◆ **Exercise goal**:
Update the records that start with the line containing "Ground the goalie" and run through the end of the records, replacing "Ground" with "Locate" and leaving everything else unchanged.

Coordinate annotation records:

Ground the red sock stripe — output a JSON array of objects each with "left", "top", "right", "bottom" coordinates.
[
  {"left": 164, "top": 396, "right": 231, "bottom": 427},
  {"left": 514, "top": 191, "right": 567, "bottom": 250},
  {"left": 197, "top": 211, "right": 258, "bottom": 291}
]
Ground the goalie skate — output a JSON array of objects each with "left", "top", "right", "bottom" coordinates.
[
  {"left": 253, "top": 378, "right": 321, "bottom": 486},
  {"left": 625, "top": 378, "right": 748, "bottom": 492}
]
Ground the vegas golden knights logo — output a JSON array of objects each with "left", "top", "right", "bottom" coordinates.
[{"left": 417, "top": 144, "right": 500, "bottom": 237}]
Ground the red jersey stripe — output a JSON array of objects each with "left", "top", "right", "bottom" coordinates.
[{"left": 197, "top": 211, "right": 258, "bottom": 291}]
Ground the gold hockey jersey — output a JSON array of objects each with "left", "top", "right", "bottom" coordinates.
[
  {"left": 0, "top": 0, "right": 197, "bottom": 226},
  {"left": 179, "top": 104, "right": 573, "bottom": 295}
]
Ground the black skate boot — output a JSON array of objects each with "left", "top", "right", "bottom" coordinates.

◆ **Response to this exercise**:
Locate the goalie skate — output a JSON array of objects each with "left", "top", "right", "bottom" coordinates.
[
  {"left": 253, "top": 378, "right": 321, "bottom": 486},
  {"left": 625, "top": 378, "right": 748, "bottom": 492}
]
Locate the vegas golden knights logo — output a JSON array of objects each with "left", "top", "right", "bottom" coordinates.
[{"left": 417, "top": 144, "right": 500, "bottom": 237}]
Locate the red jersey stripe — output a JSON array of objects each with "left", "top", "right", "bottom" coordinates.
[{"left": 197, "top": 211, "right": 258, "bottom": 291}]
Locate the gold hockey jersey — output a JSON array of objects each with "left", "top", "right", "bottom" coordinates.
[
  {"left": 0, "top": 0, "right": 197, "bottom": 226},
  {"left": 179, "top": 104, "right": 573, "bottom": 295}
]
Locate the black skate boot — output a JSON array of objects each with "left", "top", "right", "bottom" coordinates.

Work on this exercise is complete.